[Pointing records]
==============================
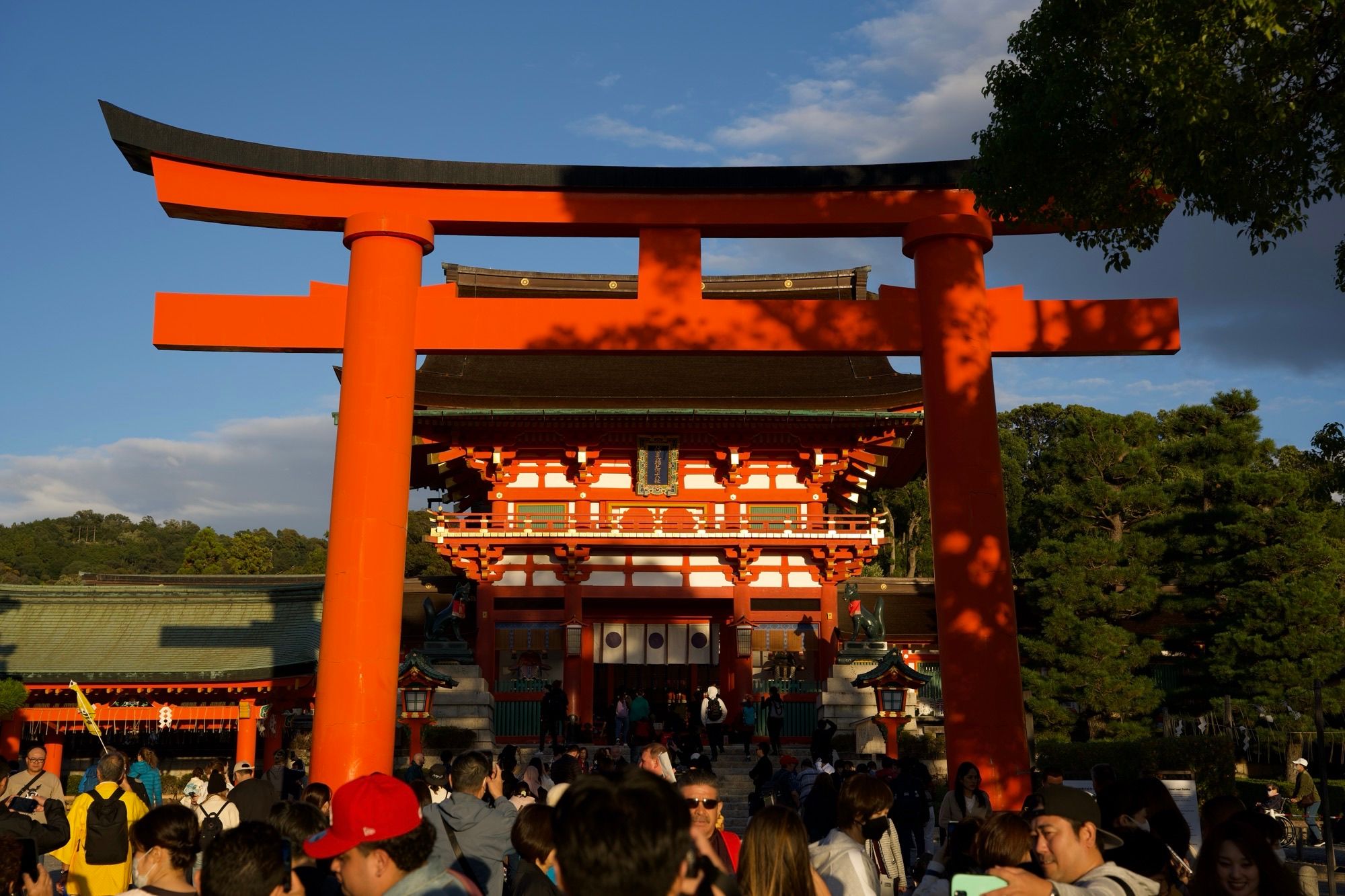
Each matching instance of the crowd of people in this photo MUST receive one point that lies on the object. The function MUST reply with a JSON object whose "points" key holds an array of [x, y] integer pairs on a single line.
{"points": [[618, 823]]}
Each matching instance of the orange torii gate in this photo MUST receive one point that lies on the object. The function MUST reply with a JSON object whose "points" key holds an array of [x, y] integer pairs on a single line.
{"points": [[389, 212]]}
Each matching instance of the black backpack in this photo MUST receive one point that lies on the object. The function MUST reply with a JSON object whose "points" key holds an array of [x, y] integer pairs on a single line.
{"points": [[108, 838], [210, 826], [909, 799]]}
==============================
§ Exercise description: Omit the pictures and reproduce the listing exactly.

§ Response to the task:
Each matching instance of the crowd of people in this photo MUST receive one point that lies on the object. The function MUST reply with a JSON object whose "points" key holds an array of [x, y] integer pairs on a single line.
{"points": [[618, 823]]}
Each matching instance of the orange torii gate in this photo MUST receive one point that lies on the object. The function MUST reply with a JSON object whose "points" key holds an array of [x, y] integer pairs on a single line.
{"points": [[389, 212]]}
Each matching instance of the black backpack in this photo MUST receive one point that lies on the object. The function MUST reply with a JSON object whose "points" key holds an array of [x, y] integer pairs on a single line.
{"points": [[108, 838], [210, 826], [909, 799]]}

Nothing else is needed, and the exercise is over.